- [Esercizi da svolgere]
(a) Le seguenti affermazioni concordano con la recensione del «Trittico» a Salisburgo? Rispondi sì o no a ciascuna e riporta testualmente le parole che lo decidono. (i) Al Festival Gianni Schicchi viene rappresentato per primo. (ii) La Filarmonica di Vienna eseguiva regolarmente il Trittico negli ultimi anni. (iii) Leoš Janáček era ungherese.
(b) Trascrivi fedelmente il passo della recensione del «Trittico» a Salisburgo che va da "Le motivazioni offerte" fino a "di Suor Angelica." compreso.
##### Testo fornito #####
NOVECENTO OSCURO ILLUMINATO DA MUTI
Il «Trittico» di Puccini viene stravolto dalla direzione di Welser-Möst e dalla regia di Loy, mentre Barrie Kosky coglie il nodo essenziale di «Káťa Kabanová». La punta più alta rimane il Concerto di Ferragosto con Čajkovskij
«Caro Illica, rimane l’altra, Il Tabarro, per la quale io insisto […] Ma a questa macchia rossa bisogna contrapporre una cosa opposta: è questa ch’io cerco: che ci sia elevazione e agio di far musica che voli»: così Puccini scriveva al librettista piacentino nel 1913. Ma già da anni pensava a uno spettacolo dove fossero presenti «il tragico e sentimentale mescolati al comico». Nasce così Il trittico, di cui al Festival di Salisburgo si altera l’ordine drammaturgico intensamente voluto da Puccini: per primo il comico Gianni Schicchi (terzo in origine), poi il drammatico Tabarro (primo), quindi la lirica Suor Angelica (secondo). Terminiamo cioè la serata con il suicidio di una monaca, seguito da figlioletto resuscitato, invece che concludere con la burla, dopo uno spumeggiante concertato di tutti gli undici personaggi che sembrano provenire dalla Commedia dell’Arte.
Le motivazioni offerte dal regista Christof Loy e dal direttore Franz Welser-Möst non convincono; pensiamo invece che la frequentazione sporadica di questo lavoro possa generare equivoci interpretativi. Al Festival non è mai stato rappresentato (!); anche la Filarmonica di Vienna (qui in buca) non lo eseguiva da trent’anni. Siamo invece al culmine della maturità di Puccini, autore che viene frainteso da Welser-Möst come verista. Frattanto, nella regìa, gli stereotipi abbondano: alla veglia funebre, che apre Schicchi, i parenti si abbuffano di spaghetti. La gestualità è caricaturale e le luci non “raccontano”, drammaturgicamente (Strehler, ritorna!). Trionfa la soprano Asmik Grigorian, che conclude appunto con la grande scena drammatica di Suor Angelica.
Il Festival ci fa riflettere su analoghi percorsi primo-novecenteschi. Negli anni del Trittico (1918) il moravo Leoš Janáček, coevo e ammiratore di Puccini, lavora a una delle sue maggiori opere, Káťa Kabanová; e l’ungherese Béla Bartók, di una generazione successiva, ha da poco scritto Il castello del principe Barbablù.
##### Righe del dataset #####
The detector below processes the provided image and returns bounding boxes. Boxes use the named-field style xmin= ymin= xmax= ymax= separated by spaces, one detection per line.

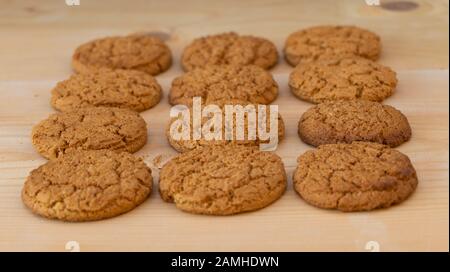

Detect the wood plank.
xmin=0 ymin=70 xmax=449 ymax=251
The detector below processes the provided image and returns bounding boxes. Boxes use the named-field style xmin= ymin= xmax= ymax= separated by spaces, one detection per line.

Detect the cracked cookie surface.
xmin=72 ymin=35 xmax=172 ymax=75
xmin=22 ymin=150 xmax=153 ymax=221
xmin=169 ymin=65 xmax=278 ymax=105
xmin=51 ymin=69 xmax=162 ymax=112
xmin=31 ymin=107 xmax=147 ymax=159
xmin=181 ymin=32 xmax=278 ymax=71
xmin=293 ymin=142 xmax=418 ymax=212
xmin=166 ymin=99 xmax=285 ymax=152
xmin=289 ymin=57 xmax=397 ymax=103
xmin=298 ymin=100 xmax=411 ymax=147
xmin=159 ymin=145 xmax=286 ymax=215
xmin=284 ymin=26 xmax=381 ymax=66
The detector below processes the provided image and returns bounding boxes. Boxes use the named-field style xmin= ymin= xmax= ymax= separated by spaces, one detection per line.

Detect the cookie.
xmin=293 ymin=142 xmax=418 ymax=212
xmin=22 ymin=150 xmax=153 ymax=221
xmin=159 ymin=145 xmax=286 ymax=215
xmin=51 ymin=69 xmax=161 ymax=112
xmin=169 ymin=65 xmax=278 ymax=105
xmin=31 ymin=107 xmax=147 ymax=159
xmin=298 ymin=100 xmax=411 ymax=147
xmin=166 ymin=100 xmax=285 ymax=152
xmin=72 ymin=35 xmax=172 ymax=75
xmin=181 ymin=32 xmax=278 ymax=71
xmin=284 ymin=26 xmax=381 ymax=66
xmin=289 ymin=57 xmax=397 ymax=103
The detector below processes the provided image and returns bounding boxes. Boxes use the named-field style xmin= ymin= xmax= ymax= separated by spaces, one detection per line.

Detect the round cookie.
xmin=72 ymin=35 xmax=172 ymax=75
xmin=166 ymin=100 xmax=285 ymax=152
xmin=284 ymin=26 xmax=381 ymax=66
xmin=22 ymin=150 xmax=153 ymax=221
xmin=159 ymin=145 xmax=286 ymax=215
xmin=298 ymin=100 xmax=411 ymax=147
xmin=169 ymin=65 xmax=278 ymax=105
xmin=289 ymin=57 xmax=397 ymax=103
xmin=31 ymin=107 xmax=147 ymax=159
xmin=51 ymin=69 xmax=161 ymax=111
xmin=181 ymin=32 xmax=278 ymax=71
xmin=293 ymin=142 xmax=418 ymax=212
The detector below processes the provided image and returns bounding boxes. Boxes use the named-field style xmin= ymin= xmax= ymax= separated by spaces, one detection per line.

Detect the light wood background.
xmin=0 ymin=0 xmax=449 ymax=251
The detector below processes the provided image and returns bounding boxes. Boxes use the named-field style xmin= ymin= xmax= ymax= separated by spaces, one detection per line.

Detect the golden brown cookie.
xmin=166 ymin=100 xmax=285 ymax=152
xmin=31 ymin=107 xmax=147 ymax=159
xmin=72 ymin=35 xmax=172 ymax=75
xmin=51 ymin=69 xmax=161 ymax=111
xmin=169 ymin=65 xmax=278 ymax=105
xmin=289 ymin=57 xmax=397 ymax=103
xmin=181 ymin=32 xmax=278 ymax=71
xmin=22 ymin=150 xmax=153 ymax=221
xmin=293 ymin=142 xmax=418 ymax=212
xmin=284 ymin=26 xmax=381 ymax=66
xmin=159 ymin=145 xmax=286 ymax=215
xmin=298 ymin=100 xmax=411 ymax=147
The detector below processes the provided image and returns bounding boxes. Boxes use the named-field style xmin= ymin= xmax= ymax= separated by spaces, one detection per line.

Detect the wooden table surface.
xmin=0 ymin=0 xmax=449 ymax=251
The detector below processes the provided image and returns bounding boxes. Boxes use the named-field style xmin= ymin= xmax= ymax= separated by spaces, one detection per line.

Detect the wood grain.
xmin=0 ymin=0 xmax=449 ymax=251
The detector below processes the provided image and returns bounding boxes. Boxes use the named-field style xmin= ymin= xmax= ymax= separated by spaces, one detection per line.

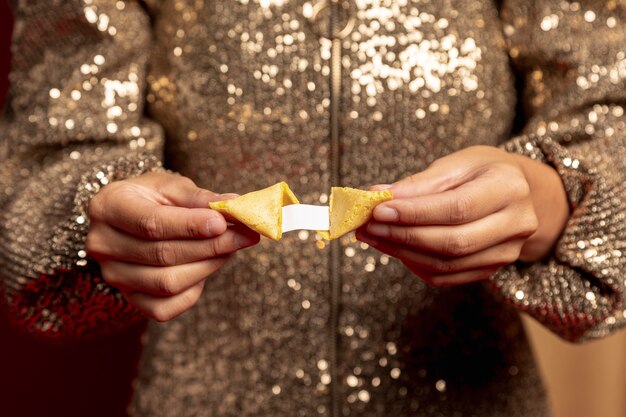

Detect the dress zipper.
xmin=329 ymin=0 xmax=342 ymax=417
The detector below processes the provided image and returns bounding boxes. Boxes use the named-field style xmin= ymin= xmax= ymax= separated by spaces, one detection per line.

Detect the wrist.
xmin=514 ymin=155 xmax=570 ymax=261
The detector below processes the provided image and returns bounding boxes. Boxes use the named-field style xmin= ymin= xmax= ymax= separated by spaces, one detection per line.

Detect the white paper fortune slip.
xmin=282 ymin=204 xmax=330 ymax=233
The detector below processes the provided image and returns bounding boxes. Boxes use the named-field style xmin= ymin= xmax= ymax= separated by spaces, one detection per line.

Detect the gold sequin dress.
xmin=0 ymin=0 xmax=626 ymax=417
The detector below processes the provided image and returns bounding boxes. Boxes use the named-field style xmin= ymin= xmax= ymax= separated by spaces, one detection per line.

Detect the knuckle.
xmin=399 ymin=204 xmax=420 ymax=224
xmin=506 ymin=176 xmax=530 ymax=196
xmin=147 ymin=304 xmax=174 ymax=323
xmin=85 ymin=230 xmax=100 ymax=255
xmin=432 ymin=259 xmax=457 ymax=274
xmin=186 ymin=217 xmax=202 ymax=237
xmin=444 ymin=232 xmax=472 ymax=256
xmin=87 ymin=193 xmax=104 ymax=220
xmin=100 ymin=263 xmax=121 ymax=287
xmin=391 ymin=226 xmax=418 ymax=246
xmin=155 ymin=273 xmax=178 ymax=296
xmin=152 ymin=242 xmax=178 ymax=265
xmin=178 ymin=175 xmax=196 ymax=188
xmin=428 ymin=276 xmax=446 ymax=287
xmin=137 ymin=210 xmax=163 ymax=239
xmin=449 ymin=197 xmax=472 ymax=224
xmin=502 ymin=245 xmax=522 ymax=265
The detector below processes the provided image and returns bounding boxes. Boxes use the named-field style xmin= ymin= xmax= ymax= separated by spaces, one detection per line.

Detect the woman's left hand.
xmin=356 ymin=146 xmax=569 ymax=285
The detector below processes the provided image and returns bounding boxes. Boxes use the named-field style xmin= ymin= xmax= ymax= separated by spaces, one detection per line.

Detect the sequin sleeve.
xmin=0 ymin=0 xmax=163 ymax=339
xmin=492 ymin=0 xmax=626 ymax=341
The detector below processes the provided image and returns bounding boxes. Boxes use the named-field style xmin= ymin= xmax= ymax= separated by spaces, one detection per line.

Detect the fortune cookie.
xmin=209 ymin=182 xmax=298 ymax=240
xmin=209 ymin=182 xmax=392 ymax=240
xmin=318 ymin=187 xmax=393 ymax=240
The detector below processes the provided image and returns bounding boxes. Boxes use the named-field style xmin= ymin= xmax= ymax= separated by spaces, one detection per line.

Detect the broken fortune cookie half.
xmin=209 ymin=181 xmax=299 ymax=240
xmin=209 ymin=182 xmax=393 ymax=240
xmin=318 ymin=187 xmax=393 ymax=240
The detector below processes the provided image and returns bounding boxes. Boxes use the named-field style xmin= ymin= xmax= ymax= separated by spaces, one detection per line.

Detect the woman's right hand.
xmin=86 ymin=172 xmax=260 ymax=322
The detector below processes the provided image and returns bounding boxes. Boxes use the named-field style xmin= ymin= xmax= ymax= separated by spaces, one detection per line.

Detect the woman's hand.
xmin=357 ymin=146 xmax=569 ymax=285
xmin=86 ymin=173 xmax=259 ymax=321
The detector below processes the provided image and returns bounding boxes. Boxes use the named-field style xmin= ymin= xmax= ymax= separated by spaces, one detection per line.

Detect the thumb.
xmin=159 ymin=176 xmax=238 ymax=209
xmin=372 ymin=159 xmax=463 ymax=198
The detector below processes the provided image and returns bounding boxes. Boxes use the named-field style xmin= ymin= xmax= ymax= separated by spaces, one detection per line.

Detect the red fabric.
xmin=0 ymin=4 xmax=143 ymax=417
xmin=8 ymin=270 xmax=142 ymax=344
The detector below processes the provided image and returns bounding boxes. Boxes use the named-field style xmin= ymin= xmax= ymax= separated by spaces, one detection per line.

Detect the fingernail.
xmin=217 ymin=193 xmax=239 ymax=200
xmin=374 ymin=206 xmax=399 ymax=222
xmin=367 ymin=223 xmax=389 ymax=237
xmin=357 ymin=233 xmax=378 ymax=247
xmin=370 ymin=184 xmax=391 ymax=191
xmin=235 ymin=234 xmax=258 ymax=249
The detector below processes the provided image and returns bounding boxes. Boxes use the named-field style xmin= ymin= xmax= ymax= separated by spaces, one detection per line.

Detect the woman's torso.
xmin=132 ymin=0 xmax=547 ymax=417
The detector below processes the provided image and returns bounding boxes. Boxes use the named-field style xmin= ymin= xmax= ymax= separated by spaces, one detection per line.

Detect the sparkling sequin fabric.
xmin=0 ymin=0 xmax=626 ymax=417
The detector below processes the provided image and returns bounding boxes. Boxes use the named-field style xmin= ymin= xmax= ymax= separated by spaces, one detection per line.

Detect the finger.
xmin=367 ymin=212 xmax=537 ymax=257
xmin=381 ymin=158 xmax=474 ymax=198
xmin=102 ymin=190 xmax=227 ymax=240
xmin=100 ymin=256 xmax=228 ymax=296
xmin=357 ymin=230 xmax=523 ymax=274
xmin=405 ymin=263 xmax=499 ymax=287
xmin=373 ymin=175 xmax=529 ymax=225
xmin=85 ymin=223 xmax=259 ymax=266
xmin=158 ymin=176 xmax=238 ymax=208
xmin=122 ymin=281 xmax=204 ymax=322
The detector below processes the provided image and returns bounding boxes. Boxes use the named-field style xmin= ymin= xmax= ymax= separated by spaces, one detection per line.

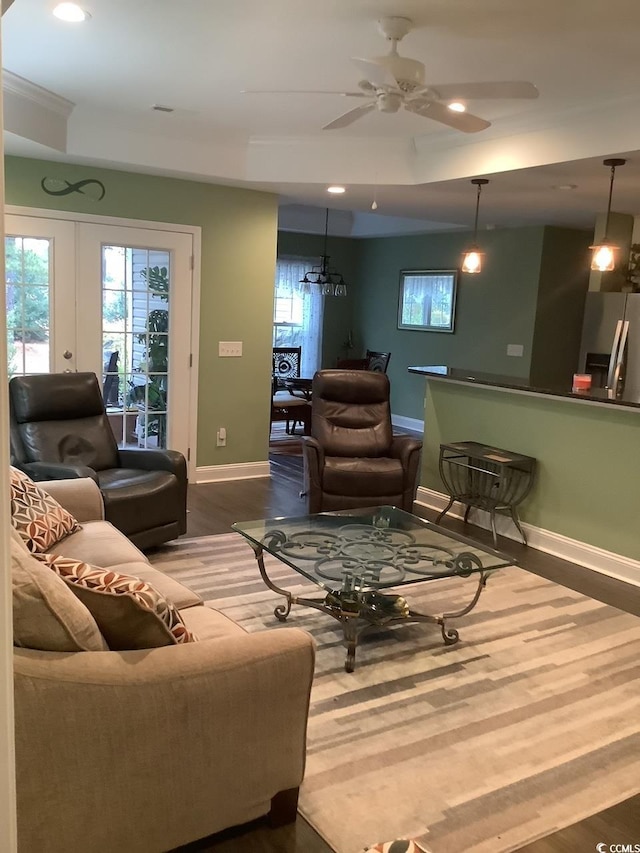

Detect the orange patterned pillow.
xmin=36 ymin=554 xmax=197 ymax=651
xmin=10 ymin=468 xmax=81 ymax=553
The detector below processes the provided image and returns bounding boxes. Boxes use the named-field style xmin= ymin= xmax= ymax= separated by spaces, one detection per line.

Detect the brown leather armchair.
xmin=302 ymin=370 xmax=422 ymax=513
xmin=9 ymin=373 xmax=187 ymax=548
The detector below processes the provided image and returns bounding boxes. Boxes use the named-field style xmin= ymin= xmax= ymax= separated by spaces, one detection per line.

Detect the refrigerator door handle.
xmin=613 ymin=320 xmax=629 ymax=395
xmin=606 ymin=320 xmax=623 ymax=391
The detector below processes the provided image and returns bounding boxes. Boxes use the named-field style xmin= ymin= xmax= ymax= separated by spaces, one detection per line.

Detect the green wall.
xmin=5 ymin=157 xmax=278 ymax=466
xmin=353 ymin=227 xmax=544 ymax=420
xmin=420 ymin=376 xmax=640 ymax=560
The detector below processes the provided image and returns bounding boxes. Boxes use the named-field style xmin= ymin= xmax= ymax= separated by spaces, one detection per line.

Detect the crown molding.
xmin=2 ymin=68 xmax=75 ymax=119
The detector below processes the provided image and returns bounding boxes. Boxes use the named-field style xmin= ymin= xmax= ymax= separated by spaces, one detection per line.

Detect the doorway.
xmin=5 ymin=207 xmax=199 ymax=473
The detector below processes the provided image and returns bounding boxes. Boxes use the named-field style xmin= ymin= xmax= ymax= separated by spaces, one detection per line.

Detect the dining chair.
xmin=269 ymin=347 xmax=311 ymax=435
xmin=366 ymin=349 xmax=391 ymax=373
xmin=336 ymin=349 xmax=391 ymax=373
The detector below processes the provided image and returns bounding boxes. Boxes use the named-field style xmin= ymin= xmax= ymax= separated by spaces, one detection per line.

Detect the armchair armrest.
xmin=389 ymin=435 xmax=422 ymax=469
xmin=14 ymin=628 xmax=314 ymax=851
xmin=16 ymin=462 xmax=98 ymax=483
xmin=38 ymin=477 xmax=104 ymax=524
xmin=118 ymin=449 xmax=187 ymax=480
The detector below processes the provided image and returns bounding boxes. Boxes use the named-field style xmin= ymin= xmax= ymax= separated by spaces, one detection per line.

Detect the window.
xmin=273 ymin=258 xmax=323 ymax=376
xmin=398 ymin=270 xmax=457 ymax=332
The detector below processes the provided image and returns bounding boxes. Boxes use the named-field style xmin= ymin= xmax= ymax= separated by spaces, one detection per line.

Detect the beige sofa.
xmin=14 ymin=479 xmax=314 ymax=853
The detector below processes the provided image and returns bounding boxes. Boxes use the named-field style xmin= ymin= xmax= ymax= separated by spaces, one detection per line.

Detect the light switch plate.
xmin=218 ymin=341 xmax=242 ymax=358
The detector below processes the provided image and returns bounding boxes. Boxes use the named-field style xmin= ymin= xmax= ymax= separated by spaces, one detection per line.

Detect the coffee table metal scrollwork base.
xmin=249 ymin=530 xmax=491 ymax=672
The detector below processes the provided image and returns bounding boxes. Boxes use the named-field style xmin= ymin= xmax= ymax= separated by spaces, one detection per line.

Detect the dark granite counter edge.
xmin=407 ymin=365 xmax=640 ymax=410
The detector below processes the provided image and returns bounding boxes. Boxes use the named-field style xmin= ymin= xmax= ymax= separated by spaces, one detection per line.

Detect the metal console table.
xmin=436 ymin=441 xmax=536 ymax=547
#####
- [Soluzioni per esercizio]
(a)
(i) Sì: «per primo il comico Gianni Schicchi (terzo in origine)».
(ii) No: «anche la Filarmonica di Vienna (qui in buca) non lo eseguiva da trent’anni».
(iii) No: «il moravo Leoš Janáček».

(b)
Le motivazioni offerte dal regista Christof Loy e dal direttore Franz Welser-Möst non convincono; pensiamo invece che la frequentazione sporadica di questo lavoro possa generare equivoci interpretativi. Al Festival non è mai stato rappresentato (!); anche la Filarmonica di Vienna (qui in buca) non lo eseguiva da trent’anni. Siamo invece al culmine della maturità di Puccini, autore che viene frainteso da Welser-Möst come verista. Frattanto, nella regìa, gli stereotipi abbondano: alla veglia funebre, che apre Schicchi, i parenti si abbuffano di spaghetti. La gestualità è caricaturale e le luci non “raccontano”, drammaturgicamente (Strehler, ritorna!). Trionfa la soprano Asmik Grigorian, che conclude appunto con la grande scena drammatica di Suor Angelica.